___ MATERIAL PROVIDED

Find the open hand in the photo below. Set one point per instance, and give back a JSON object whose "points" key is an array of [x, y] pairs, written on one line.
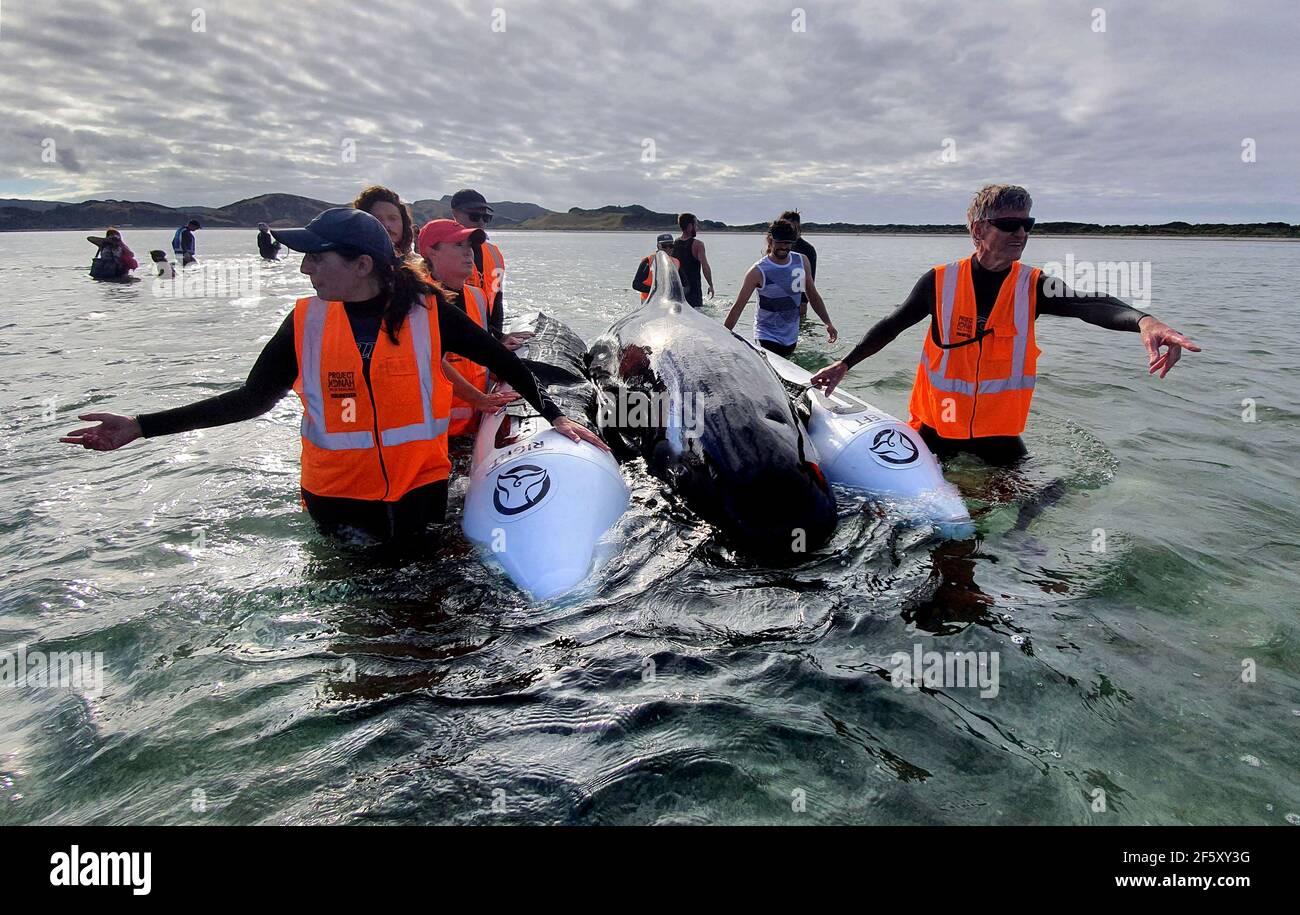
{"points": [[830, 377], [113, 432], [1156, 334], [490, 403]]}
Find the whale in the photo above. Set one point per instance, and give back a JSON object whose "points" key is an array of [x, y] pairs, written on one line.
{"points": [[710, 419]]}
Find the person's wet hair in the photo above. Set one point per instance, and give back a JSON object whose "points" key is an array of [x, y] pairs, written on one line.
{"points": [[783, 230], [378, 194], [406, 282]]}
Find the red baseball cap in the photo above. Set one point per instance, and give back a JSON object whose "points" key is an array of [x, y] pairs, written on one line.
{"points": [[447, 230]]}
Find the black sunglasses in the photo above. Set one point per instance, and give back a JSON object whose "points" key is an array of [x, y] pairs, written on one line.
{"points": [[1013, 222]]}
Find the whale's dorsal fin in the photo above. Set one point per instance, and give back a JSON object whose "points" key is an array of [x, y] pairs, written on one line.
{"points": [[667, 290]]}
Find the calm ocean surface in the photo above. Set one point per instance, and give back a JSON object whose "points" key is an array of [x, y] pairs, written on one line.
{"points": [[255, 672]]}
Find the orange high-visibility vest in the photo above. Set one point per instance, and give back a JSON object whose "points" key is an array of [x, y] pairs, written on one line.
{"points": [[493, 276], [649, 259], [372, 442], [464, 417], [970, 387]]}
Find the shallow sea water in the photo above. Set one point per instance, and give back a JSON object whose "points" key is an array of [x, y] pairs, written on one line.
{"points": [[255, 672]]}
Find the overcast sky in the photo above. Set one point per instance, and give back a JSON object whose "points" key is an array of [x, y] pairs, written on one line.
{"points": [[554, 102]]}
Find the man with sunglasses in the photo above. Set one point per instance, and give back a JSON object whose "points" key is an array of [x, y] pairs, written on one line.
{"points": [[975, 378], [469, 208]]}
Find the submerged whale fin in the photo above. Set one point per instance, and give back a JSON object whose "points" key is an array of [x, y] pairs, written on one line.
{"points": [[667, 289]]}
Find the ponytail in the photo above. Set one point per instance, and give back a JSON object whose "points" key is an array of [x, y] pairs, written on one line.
{"points": [[406, 283]]}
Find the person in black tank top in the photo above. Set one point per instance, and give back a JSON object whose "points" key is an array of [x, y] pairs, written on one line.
{"points": [[693, 260]]}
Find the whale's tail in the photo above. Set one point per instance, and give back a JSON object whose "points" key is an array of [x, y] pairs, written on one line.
{"points": [[667, 289]]}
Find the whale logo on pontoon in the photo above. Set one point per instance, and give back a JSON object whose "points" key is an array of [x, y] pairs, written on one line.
{"points": [[893, 447], [520, 488]]}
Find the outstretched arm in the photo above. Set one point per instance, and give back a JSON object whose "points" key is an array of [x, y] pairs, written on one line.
{"points": [[271, 378], [815, 300], [915, 308], [1106, 311]]}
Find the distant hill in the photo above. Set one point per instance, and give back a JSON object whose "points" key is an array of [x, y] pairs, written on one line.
{"points": [[39, 206], [278, 209], [290, 209], [505, 212], [632, 217]]}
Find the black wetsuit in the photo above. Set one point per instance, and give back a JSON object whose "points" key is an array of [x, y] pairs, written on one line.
{"points": [[805, 248], [689, 270], [273, 376], [1103, 311], [641, 281]]}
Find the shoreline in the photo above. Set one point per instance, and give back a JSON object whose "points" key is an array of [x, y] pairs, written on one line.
{"points": [[752, 231]]}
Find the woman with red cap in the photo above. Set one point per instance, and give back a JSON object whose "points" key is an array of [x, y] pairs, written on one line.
{"points": [[364, 355], [447, 248]]}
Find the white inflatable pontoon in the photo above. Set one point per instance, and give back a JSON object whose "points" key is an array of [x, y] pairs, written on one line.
{"points": [[538, 502], [863, 447]]}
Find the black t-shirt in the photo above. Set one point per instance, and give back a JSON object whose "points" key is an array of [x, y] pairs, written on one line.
{"points": [[276, 369], [1103, 311]]}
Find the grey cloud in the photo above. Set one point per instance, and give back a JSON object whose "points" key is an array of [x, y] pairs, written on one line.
{"points": [[1140, 122]]}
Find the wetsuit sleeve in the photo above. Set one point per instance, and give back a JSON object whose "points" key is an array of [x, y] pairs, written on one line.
{"points": [[917, 307], [640, 282], [466, 338], [497, 320], [1104, 311], [271, 378]]}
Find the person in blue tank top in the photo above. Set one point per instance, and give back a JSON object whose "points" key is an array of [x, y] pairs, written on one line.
{"points": [[780, 278]]}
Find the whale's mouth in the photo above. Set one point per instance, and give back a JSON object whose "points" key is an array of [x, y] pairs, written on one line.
{"points": [[779, 514]]}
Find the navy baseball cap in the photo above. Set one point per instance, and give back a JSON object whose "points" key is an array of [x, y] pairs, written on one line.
{"points": [[339, 228]]}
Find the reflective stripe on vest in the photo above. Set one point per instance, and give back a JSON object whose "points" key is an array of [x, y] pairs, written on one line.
{"points": [[429, 428], [313, 416], [1017, 380]]}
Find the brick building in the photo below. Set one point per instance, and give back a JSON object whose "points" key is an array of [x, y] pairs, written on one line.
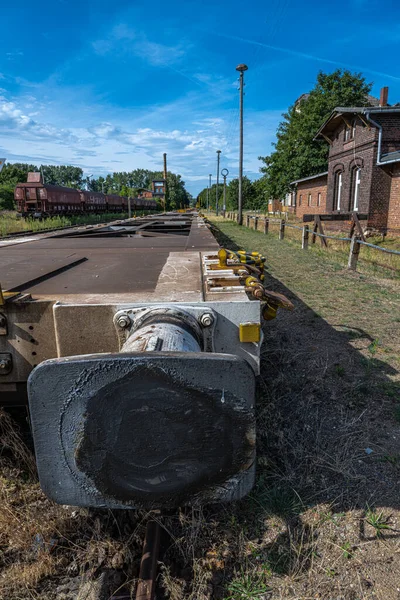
{"points": [[363, 167], [310, 195]]}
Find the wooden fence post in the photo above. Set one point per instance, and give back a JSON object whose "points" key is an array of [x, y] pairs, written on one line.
{"points": [[354, 252], [304, 238]]}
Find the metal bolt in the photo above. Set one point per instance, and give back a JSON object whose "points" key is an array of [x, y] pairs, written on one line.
{"points": [[124, 321], [207, 319]]}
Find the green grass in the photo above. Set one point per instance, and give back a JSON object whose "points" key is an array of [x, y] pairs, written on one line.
{"points": [[11, 223], [378, 521], [371, 261], [247, 587], [367, 305]]}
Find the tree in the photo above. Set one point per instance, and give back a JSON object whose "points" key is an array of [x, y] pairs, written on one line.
{"points": [[248, 194], [296, 153], [10, 175]]}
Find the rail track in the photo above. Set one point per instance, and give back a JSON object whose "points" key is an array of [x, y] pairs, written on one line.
{"points": [[137, 344]]}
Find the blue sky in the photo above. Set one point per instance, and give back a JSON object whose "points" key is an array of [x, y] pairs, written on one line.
{"points": [[110, 86]]}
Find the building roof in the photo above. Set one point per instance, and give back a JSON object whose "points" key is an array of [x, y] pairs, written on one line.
{"points": [[372, 101], [324, 174], [332, 122], [391, 156]]}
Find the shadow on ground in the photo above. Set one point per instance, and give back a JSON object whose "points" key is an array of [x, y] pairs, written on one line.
{"points": [[328, 457]]}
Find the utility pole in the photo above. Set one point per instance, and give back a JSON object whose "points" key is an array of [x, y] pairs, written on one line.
{"points": [[209, 191], [216, 190], [224, 174], [241, 68]]}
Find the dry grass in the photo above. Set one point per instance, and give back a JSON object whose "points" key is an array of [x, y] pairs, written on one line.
{"points": [[371, 260], [323, 520]]}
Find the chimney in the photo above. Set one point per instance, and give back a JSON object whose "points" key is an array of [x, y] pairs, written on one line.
{"points": [[384, 96], [165, 165]]}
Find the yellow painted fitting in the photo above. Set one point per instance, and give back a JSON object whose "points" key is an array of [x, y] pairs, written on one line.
{"points": [[222, 256], [249, 332], [269, 312], [251, 281]]}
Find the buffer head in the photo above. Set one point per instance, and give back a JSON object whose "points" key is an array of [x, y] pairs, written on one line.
{"points": [[143, 430]]}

______

Copy all of the material above verbatim, line for line, and omit the pictures from your copy.

Find the open hand in the photo below. Set one point per instance, and give back a JSON object whose "points" key is an array of [x, y] pairs, written on one line.
{"points": [[830, 377], [113, 432], [1156, 334], [490, 403]]}
Find the whale in the photo above. Set one point per instance, and give back a JSON object whose "points" key is an array of [x, y] pairs, written on one line.
{"points": [[710, 419]]}
Find the person's wet hair in the photo above. Set one point per instance, and give back a JSON object whose "points" key is an array of [x, y] pairs, written on one line.
{"points": [[783, 230], [378, 194], [406, 282]]}
Find the red baseball cap in the photo above. Set one point per instance, and give back a JSON object whose "points" key is an array of [x, y] pairs, written on one line.
{"points": [[447, 230]]}
Find the black sunglasses in the photo above. Set one point per instance, and give back a JSON object whose "points" key is an array of [x, y] pairs, written on one line.
{"points": [[1013, 222]]}
Find the whale's dorsal fin in the photo above. Set one point per instance, and give back a JSON object whose "points" key is an array of [x, y] pairs, written on one line.
{"points": [[667, 290]]}
Find the calm ocean surface in the photo above. Set one point per instance, and give back a JSON object whose "points" key is an array of [x, y] pairs, written on one line.
{"points": [[255, 672]]}
Find the orange high-visibility vest in the photo above. Set one point per instance, and give back a JSON object whose "points" key is an array of [x, y] pairs, written on one line.
{"points": [[493, 276], [649, 259], [372, 442], [464, 417], [970, 387]]}
Find the shallow sea water in the photo above. Set one point per instance, and give back a JSON object whose "points" key is an array of [x, y] pairs, written on one line.
{"points": [[255, 672]]}
Find the overcast sky in the photo above. Set one point per instance, and give back a JSON object whose "points" key is an array of [x, y] pairs, written on one line.
{"points": [[554, 102]]}
Find the man with sunglasses in the photo above. Set one point per instance, and give back a JSON object whose "points" key is an array of [x, y] pairs, written on one line.
{"points": [[975, 378], [469, 208]]}
Find the submerged whale fin in the photo above. Set one point per instance, and give back a JSON object whose "points" key is an array of [x, y] pairs, written on one line.
{"points": [[667, 289]]}
Find the ponytail in the photo above. Set one point per instance, and give back a JSON object whose "points" key is an array of [x, y] pairs, written on one line.
{"points": [[406, 283]]}
Find the person in black tank top in the photo above. Set one point per instance, and give back a JSON object whose "points" key is an array of [x, y] pairs, written on one line.
{"points": [[693, 260]]}
Find the whale's tail in the photo above. Set one point per instance, and give back a JSON object whose "points" key is an array of [x, y] pairs, written on one line.
{"points": [[667, 289]]}
Find the whale logo on pontoon in the photo above. Set one point per instance, and give back a JSON object whose "points" key is an array of [x, y] pairs, written on one line.
{"points": [[893, 447], [520, 488]]}
Find the outstretched arm in the photo above. Set one point per instance, and give back a JSON object whose "points" key is an array of [x, y] pairs, written on one line.
{"points": [[271, 378], [815, 300], [915, 308], [1106, 311]]}
Find the distant hill in the photo above. Set one point per instance, and give back a JSON object whose "points" key is an array of [x, y] pairs, written on one line.
{"points": [[39, 206], [278, 209], [290, 209], [505, 212], [632, 217]]}
Find the black wetsuit in the photo above. Set one point per instance, and give back a JSON object whose "points" key is an array of [x, y] pairs, written on one line.
{"points": [[805, 248], [689, 270], [273, 376], [1103, 311], [641, 281]]}
Find the shoreline in the photo above. Set one point per instance, and give back a JSON object whose "points" key is an array of [x, y] pairs, written on one line.
{"points": [[752, 231]]}
Find the woman with red cap in the photo above. Set one point per instance, and give back a JSON object whose "points" key is an array of [x, y] pairs, written on one line.
{"points": [[364, 355], [447, 248]]}
Find the white inflatable pontoon in the photo above. Set one point per instance, and give back a JSON object whose "points" key is an array of [x, y] pairs, written on one line.
{"points": [[538, 502], [863, 447]]}
Find the black t-shirt in the photo above. Set one point per instance, and give back a JSON object whose "points" key is an array of [x, y] pairs, written on one line.
{"points": [[276, 369], [1103, 311]]}
Find the grey cloud in the photo above. Set one point per instance, and give back a JSON object whose "points" key is an array of [x, y] pairs, written on one line.
{"points": [[1140, 122]]}
Find the wetsuit sleeve in the photo above. Set one point per instance, and give back a JSON object whose "points" key is an array of [x, y] pairs, written on one line.
{"points": [[917, 307], [640, 282], [466, 338], [497, 320], [1104, 311], [271, 378]]}
Find the person in blue tank top in the photo above. Set one point per instance, and give back a JSON object whose "points" key is an array of [x, y] pairs, written on one line.
{"points": [[780, 278]]}
Find the whale's mouth in the photo above. Set one point per instance, and give back a JSON object whose "points" key is an array of [x, y] pairs, written on one line.
{"points": [[779, 514]]}
Find the navy baseball cap in the photo above. Set one point per instance, and give back a JSON object whose "points" key is an array of [x, y] pairs, written on one line.
{"points": [[339, 228]]}
Find the reflective stripe on vest in the photo above. Set one point per instance, and give back a JSON object whose "points" key is an array of [x, y] pairs, written on one line.
{"points": [[429, 428], [313, 416], [1017, 380]]}
Find the brick building in the photo below. Set one point per instance, and give back a JSON object whose "points" key is an array of [x, y] pairs, written on one line.
{"points": [[363, 167], [310, 195]]}
Find the wooden fence post in the photo above. Set one point per instance, and give back a JSON object whose "points" key is an array of [x, y] pairs, written on one line.
{"points": [[354, 252], [304, 238]]}
Find the metal bolt in the photo above. Set one point per instance, and give back a JSON object whose "points" key is an array of [x, y] pairs, written on one line.
{"points": [[124, 321], [207, 319]]}
Find the green grass in the photo above. Set one point per instance, and give back a JSON object whose "points" key is an array of [x, y] pairs, written on one line.
{"points": [[11, 223], [378, 521], [371, 261], [247, 587], [367, 305]]}
Find the tree in the photo above. Set one point per instance, and give back a JSON object whose "points" key is an array of [x, y] pairs, written on one line.
{"points": [[248, 194], [296, 153], [10, 175]]}
Find the rail track in the photo above. Set one point per instance, and give back a JSON object whose "points" key is an array of [x, y] pairs, written on one line.
{"points": [[137, 344]]}
Find the blue sky in the photo above. Set one point per instance, and give back a JSON object whose "points" key is an array of [x, y] pairs, written on one line.
{"points": [[110, 86]]}
Find the building roof in the photo above. Set one point per instance, and give back a JSON object whose "points" key is an array of [x, y] pairs, written on one line.
{"points": [[372, 101], [324, 174], [332, 122], [391, 156]]}
Find the shadow on ground in the photo above. Set one point per instance, and give back a JSON object whose "points" key is an array of [x, y] pairs, written on one line.
{"points": [[328, 457]]}
Find the utility pole in the photo above. Set one point per instance, and give back a JSON object whose "points" key is an array of [x, y] pairs, written on one line.
{"points": [[209, 191], [216, 190], [224, 174], [241, 68]]}
Find the dry grass in the photo above. Set one point per instance, and give back a JSON object whose "points" key is an array of [x, y] pairs, written on one line.
{"points": [[371, 260], [323, 520]]}
Find the chimney in the photo above. Set one point per instance, and give back a JSON object whose "points" key is an array of [x, y] pairs, written on one line.
{"points": [[384, 96], [165, 165]]}
Find the yellow painted fitting in the photo above. Set one point per instance, and give back a JSON object whose "points" key is an array of [x, y] pairs, written on one line.
{"points": [[222, 256], [249, 332], [269, 312], [251, 281]]}
Find the buffer head in the photo above. Set one point per instance, and give back a JSON object whose "points" key is an array of [x, y] pairs, written on one line.
{"points": [[143, 430]]}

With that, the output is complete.